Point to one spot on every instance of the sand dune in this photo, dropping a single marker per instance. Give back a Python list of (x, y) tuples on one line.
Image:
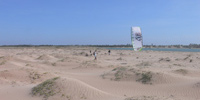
[(123, 75)]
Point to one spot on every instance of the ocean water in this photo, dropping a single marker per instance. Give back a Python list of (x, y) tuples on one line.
[(161, 49)]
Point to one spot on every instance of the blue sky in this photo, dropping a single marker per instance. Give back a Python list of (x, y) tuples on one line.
[(71, 22)]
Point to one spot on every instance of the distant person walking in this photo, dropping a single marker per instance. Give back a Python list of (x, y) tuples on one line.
[(95, 55), (109, 52)]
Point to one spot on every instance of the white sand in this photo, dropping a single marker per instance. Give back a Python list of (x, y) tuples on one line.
[(175, 75)]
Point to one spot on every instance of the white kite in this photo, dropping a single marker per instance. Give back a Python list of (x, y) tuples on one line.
[(136, 38)]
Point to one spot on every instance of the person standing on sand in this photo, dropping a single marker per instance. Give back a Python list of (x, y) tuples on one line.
[(109, 52), (95, 55)]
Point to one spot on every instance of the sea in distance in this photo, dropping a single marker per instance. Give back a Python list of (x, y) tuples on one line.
[(160, 49)]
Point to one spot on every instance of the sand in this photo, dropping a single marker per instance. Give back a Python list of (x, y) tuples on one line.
[(122, 75)]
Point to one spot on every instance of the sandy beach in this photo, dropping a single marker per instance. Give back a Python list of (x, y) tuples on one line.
[(71, 73)]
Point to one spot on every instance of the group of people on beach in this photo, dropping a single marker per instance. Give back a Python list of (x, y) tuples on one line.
[(95, 54)]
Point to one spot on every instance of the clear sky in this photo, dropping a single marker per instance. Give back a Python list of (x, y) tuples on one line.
[(71, 22)]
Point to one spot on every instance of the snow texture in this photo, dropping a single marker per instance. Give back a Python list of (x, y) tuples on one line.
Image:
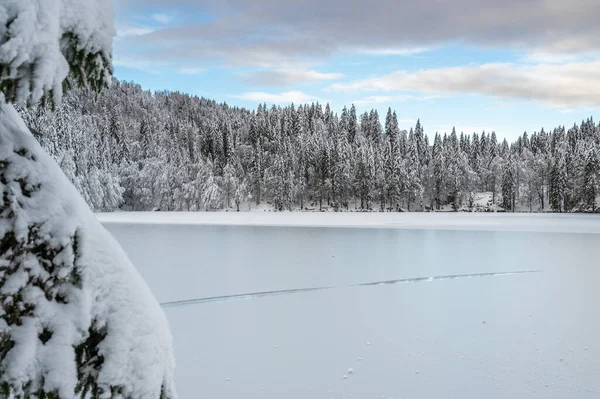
[(38, 37), (448, 221), (86, 286), (540, 328)]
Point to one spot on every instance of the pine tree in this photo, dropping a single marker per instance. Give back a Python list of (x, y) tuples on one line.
[(70, 297), (438, 170), (508, 185), (589, 183)]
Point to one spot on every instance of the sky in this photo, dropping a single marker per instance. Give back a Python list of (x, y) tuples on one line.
[(507, 66)]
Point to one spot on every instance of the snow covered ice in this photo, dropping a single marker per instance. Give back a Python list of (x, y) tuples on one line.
[(98, 291)]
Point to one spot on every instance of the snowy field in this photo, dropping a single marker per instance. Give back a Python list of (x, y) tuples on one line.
[(374, 306)]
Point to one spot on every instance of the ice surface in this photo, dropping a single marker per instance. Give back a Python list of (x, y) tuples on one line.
[(427, 332), (433, 220), (136, 351)]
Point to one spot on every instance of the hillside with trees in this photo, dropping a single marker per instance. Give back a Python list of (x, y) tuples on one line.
[(130, 149)]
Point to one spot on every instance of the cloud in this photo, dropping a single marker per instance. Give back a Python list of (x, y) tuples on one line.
[(288, 97), (284, 77), (162, 18), (124, 30), (566, 85), (191, 71), (390, 99), (283, 33), (394, 51)]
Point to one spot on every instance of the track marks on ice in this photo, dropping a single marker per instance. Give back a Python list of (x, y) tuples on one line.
[(256, 295)]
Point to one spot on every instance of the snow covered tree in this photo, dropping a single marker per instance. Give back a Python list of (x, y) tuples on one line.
[(508, 185), (77, 320), (589, 179)]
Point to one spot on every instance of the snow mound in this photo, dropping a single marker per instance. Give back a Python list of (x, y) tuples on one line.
[(76, 316)]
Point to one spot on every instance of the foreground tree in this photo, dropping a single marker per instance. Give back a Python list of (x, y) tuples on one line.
[(77, 320)]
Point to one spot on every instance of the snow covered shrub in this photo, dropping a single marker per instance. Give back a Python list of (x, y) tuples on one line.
[(76, 319)]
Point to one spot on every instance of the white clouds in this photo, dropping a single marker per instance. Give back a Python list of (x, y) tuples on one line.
[(562, 85), (128, 29), (162, 18), (394, 51), (283, 77), (285, 98), (276, 33), (191, 71), (391, 99)]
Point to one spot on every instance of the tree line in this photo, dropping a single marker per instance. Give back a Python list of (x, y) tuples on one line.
[(130, 149)]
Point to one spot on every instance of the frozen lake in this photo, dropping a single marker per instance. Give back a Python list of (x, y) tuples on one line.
[(465, 306)]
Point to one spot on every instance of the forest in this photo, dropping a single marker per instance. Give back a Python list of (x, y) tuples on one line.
[(130, 149)]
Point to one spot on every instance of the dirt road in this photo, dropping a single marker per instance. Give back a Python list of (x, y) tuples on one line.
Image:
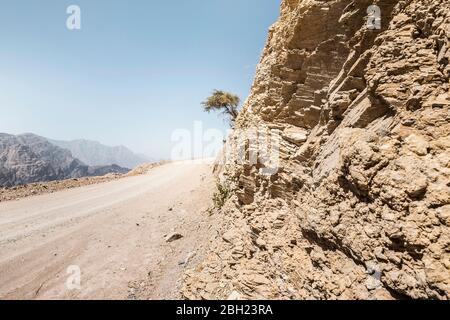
[(112, 235)]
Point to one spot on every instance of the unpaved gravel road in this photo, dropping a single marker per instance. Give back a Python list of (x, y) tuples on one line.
[(114, 232)]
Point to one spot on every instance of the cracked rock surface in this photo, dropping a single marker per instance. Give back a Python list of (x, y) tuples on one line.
[(360, 205)]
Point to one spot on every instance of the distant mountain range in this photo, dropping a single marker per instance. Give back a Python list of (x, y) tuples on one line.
[(29, 158), (94, 153)]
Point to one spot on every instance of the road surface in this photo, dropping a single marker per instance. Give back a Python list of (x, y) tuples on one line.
[(107, 241)]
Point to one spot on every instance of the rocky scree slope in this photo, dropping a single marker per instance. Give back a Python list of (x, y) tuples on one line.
[(360, 205), (29, 158)]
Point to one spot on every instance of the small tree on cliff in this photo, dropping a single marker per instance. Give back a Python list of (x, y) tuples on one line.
[(223, 101)]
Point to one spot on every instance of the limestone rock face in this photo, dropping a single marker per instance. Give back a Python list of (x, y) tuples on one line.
[(359, 206)]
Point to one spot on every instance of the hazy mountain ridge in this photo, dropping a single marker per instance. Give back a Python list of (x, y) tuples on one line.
[(94, 153), (29, 158)]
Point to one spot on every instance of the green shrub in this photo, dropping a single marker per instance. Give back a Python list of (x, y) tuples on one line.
[(221, 196)]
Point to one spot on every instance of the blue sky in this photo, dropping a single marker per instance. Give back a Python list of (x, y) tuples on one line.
[(136, 70)]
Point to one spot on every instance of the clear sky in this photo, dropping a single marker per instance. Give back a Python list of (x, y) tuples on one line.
[(136, 71)]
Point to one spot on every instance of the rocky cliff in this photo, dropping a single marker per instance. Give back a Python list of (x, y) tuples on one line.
[(359, 207)]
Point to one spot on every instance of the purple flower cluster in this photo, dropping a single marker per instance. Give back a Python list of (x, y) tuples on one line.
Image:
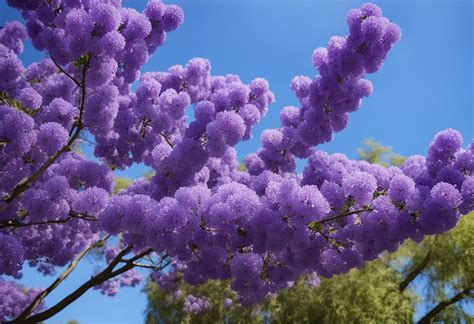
[(327, 100), (261, 228), (195, 305)]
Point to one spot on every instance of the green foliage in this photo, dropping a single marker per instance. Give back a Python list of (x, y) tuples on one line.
[(368, 295), (450, 267), (375, 152), (121, 183), (163, 307)]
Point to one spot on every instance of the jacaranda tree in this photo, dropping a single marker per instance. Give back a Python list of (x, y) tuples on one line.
[(259, 228)]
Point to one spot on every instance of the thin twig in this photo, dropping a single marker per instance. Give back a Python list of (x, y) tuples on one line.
[(65, 72), (60, 278), (106, 274), (28, 182), (16, 223)]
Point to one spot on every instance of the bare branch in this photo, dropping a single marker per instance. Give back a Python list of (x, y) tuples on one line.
[(60, 279), (101, 277), (26, 183), (16, 223)]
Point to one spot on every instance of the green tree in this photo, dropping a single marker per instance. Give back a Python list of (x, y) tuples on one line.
[(435, 276)]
::::::::
Write out every one of the records above word for word, but leave out the pictures.

Point to one spot on every instance of the sand dune in this photo, dropping a single marker per instance. Give back a Python list of (x, y) tuples on one line.
Image:
[(123, 75)]
Point to one spot on every instance of the ocean water in this photo, dropping a single marker per instance. Give back a Python list of (x, y) tuples on one line.
[(161, 49)]
Point to one spot on every instance of the blue sky in this photo, dropping a single marker per instance. Give back a Python list of (x, y) tuples on one line.
[(71, 22)]
Point to one spot on every instance of the distant person walking in this photo, dropping a single marker per instance. Give back a Python list of (x, y) tuples on one line.
[(95, 55), (109, 52)]
Point to one spot on every instance of the white sand in this photo, dropping a single marker per instance. Give back a Python list of (x, y) tuples on one line.
[(175, 75)]
Point to one spot on every instance of the white kite in this photo, dropping a single marker per instance. Give back a Python list of (x, y) tuples on one line.
[(136, 38)]
Point to one spot on every instance of the person standing on sand in this photo, dropping a single marker per instance. Give back a Python list of (x, y) tuples on one line.
[(109, 52), (95, 55)]
Point to one spot on every instance of the sea in distance in this photo, dropping a single marker per instance. Give back a Python list of (x, y) tuples on one line.
[(160, 49)]
Point to one spot on every instance of the sand in this photo, dropping a single marker per instance. Give back a Python list of (x, y) tuples on one line.
[(122, 75)]
Point to one spot on every instance of the sandy beach in this photo, dropping a single marker per instance. Give back a Python list of (x, y) tuples on one line.
[(71, 73)]
Point to one spot on every instance of the group of people on beach in this photo, dropping a single marker per instance. Give back a Python list of (x, y) tuples on one line.
[(95, 54)]
Point to one spot on every instance of the clear sky in this photo, dropping a single marker per instance. Give back a Python list of (x, y) tuples on one line.
[(71, 22)]
Point to one spot on every instance of the snow texture in this photo, dropping a single marker per instance. Give back a Python list of (x, y) tuples on one line.
Image:
[(38, 37), (448, 221), (86, 286), (540, 328)]
Point to one spot on every instance of the pine tree in this photo, dropping a single marker per instance. Give back a Python list of (x, y) tuples on one line.
[(70, 297), (438, 170), (508, 185), (589, 183)]
Point to one spot on every instance of the sky in this photo, dropping a single marker per instance. Give back a Python list of (x, y) tuples on one line.
[(507, 66)]
Point to one spot on every instance of the snow covered ice in this photo, dropping a single marker per instance. Give back a Python list of (x, y) tuples on one line.
[(98, 291)]
Point to one spot on every instance of the snowy field in this photo, dropping a single marker per instance. Give back a Python list of (x, y) tuples on one line.
[(374, 306)]
Point to one spot on every instance of the ice surface in this photo, dropping a single marker per instance. Give back a Python list of (x, y) tuples on one line.
[(427, 332), (433, 220), (136, 351)]
Point to one spot on every instance of the hillside with trees in this photo, dropping a single marker per instance. Give back a Python list of (x, y) tuples on one line.
[(130, 149)]
Point to one spot on every instance of the cloud in this photo, dropping a single marker per instance. Give back a Python list of (x, y) tuples on one line.
[(288, 97), (284, 77), (162, 18), (124, 30), (566, 85), (191, 71), (390, 99), (283, 33), (394, 51)]
Point to one spot on every instance of the track marks on ice in this photo, dropping a single marker per instance. Give back a Python list of (x, y) tuples on one line.
[(256, 295)]
Point to one spot on every instance of the snow covered tree in this photo, dropping a single marker per instance. Give back a Python list of (x, y) tuples on one line.
[(508, 185), (77, 320), (589, 179)]
Point to one spot on every instance of the snow mound in this photo, dropping a single marker per instance. Give back a Python list of (x, y) tuples on one line.
[(76, 316)]
Point to one spot on every instance of the foreground tree in this photo, dropping a single marker per instance. Give back a Python list of (x, y) tuples on one line.
[(77, 320)]
Point to one spot on every instance of the snow covered shrub in this photo, dropping a single marker per instance. Give back a Python list of (x, y) tuples on one line.
[(76, 319)]
Point to one spot on every instance of the white clouds in this photo, dropping a single marker per instance. Give back a Python list of (x, y) tuples on one line.
[(562, 85), (128, 29), (162, 18), (394, 51), (283, 77), (285, 98), (276, 33), (191, 71), (391, 99)]
Point to one spot on every instance of the tree line in this photo, dropping a single marker per instance. Give back a Python list of (x, y) tuples on one line.
[(130, 149)]
Point to one spot on every instance of the frozen lake in this photo, dropping a single marker per instance. Give back a Python list of (x, y) tuples on one line.
[(465, 306)]
Point to one spot on every instance of the forest in this photo, dropping a single marker per instance. Give back a Python list of (x, y) tuples on one line.
[(130, 149)]
Point to one spot on every instance of the dirt road in this photo, dropping a single marker per instance. Give back a Python list of (x, y) tuples on one line.
Image:
[(112, 235)]
Point to one spot on every instance of the unpaved gravel road in this photo, dropping a single marker per instance. Give back a Python list of (x, y) tuples on one line.
[(114, 232)]
Point to one spot on every instance of the cracked rock surface in this photo, dropping a single marker per instance. Give back a Python list of (x, y) tuples on one line.
[(360, 205)]
Point to one spot on every instance of the distant mountain range in this photo, dropping a single marker per instance. Give back a Python list of (x, y) tuples on one line.
[(29, 158), (94, 153)]
Point to one spot on every instance of the road surface in this photo, dropping a single marker per instance. Give back a Python list of (x, y) tuples on one line.
[(107, 241)]
Point to one spot on every instance of the rocky scree slope in this photo, dropping a single marker per instance. Give back a Python list of (x, y) tuples on one line.
[(360, 205), (29, 158)]
Point to one spot on every instance of the small tree on cliff in this photo, dropping a single marker per instance. Give back a Python list of (x, y) tuples on one line.
[(223, 101)]
Point to one spot on every instance of the limestone rock face in this photo, dropping a single marker per instance. Give back a Python list of (x, y) tuples on one line.
[(359, 206)]
Point to one spot on every instance of the hazy mountain ridge in this photo, dropping a single marker per instance. Give back a Python list of (x, y) tuples on one line.
[(94, 153), (29, 158)]
Point to one spot on every instance of the green shrub in this photo, dropping a single marker per instance. Give back a Python list of (x, y) tuples on one line.
[(221, 196)]
Point to one spot on every instance of the blue sky in this photo, dropping a single marker per instance. Give back a Python list of (x, y) tuples on one line.
[(136, 70)]
Point to one spot on every instance of the clear sky in this photo, dropping a single marker per instance. Give back a Python list of (x, y) tuples on one line.
[(136, 71)]
Point to one spot on every instance of the rocky cliff in this photo, dropping a single marker per instance. Give back a Python list of (x, y) tuples on one line.
[(359, 207)]
Point to one spot on every instance of the purple flower cluster in this photo, dropping a single marker per instance. Give back a Python list of (x, y) tuples on one line.
Image:
[(327, 100), (261, 228), (195, 305)]
Point to one spot on every instance of the green foliage in this photo, dropping a single marker per instance. Give back a Python list of (x, y) tuples on one line.
[(368, 295), (450, 267), (375, 152), (121, 183), (163, 307)]
Point to one spot on every instance of the jacaranda tree in this photo, dropping a single marker per instance. Give back a Python list of (x, y) tuples on one line.
[(259, 228)]
Point to one spot on every instance of the thin twig in this photo, dropping a single marker per instance. Give back a Python list of (x, y) tuples on one line.
[(65, 72), (60, 278), (106, 274), (28, 182), (16, 223)]
Point to one spot on every instance of the bare branch in this photo, dropping a single marker per instance. Give back a Python list of (x, y) tuples on one line.
[(60, 279), (101, 277), (26, 183), (16, 223)]
Point to one spot on every instance of the green tree in this photo, dropping a single marker per instance. Give back a Python list of (x, y) tuples on one line.
[(435, 276)]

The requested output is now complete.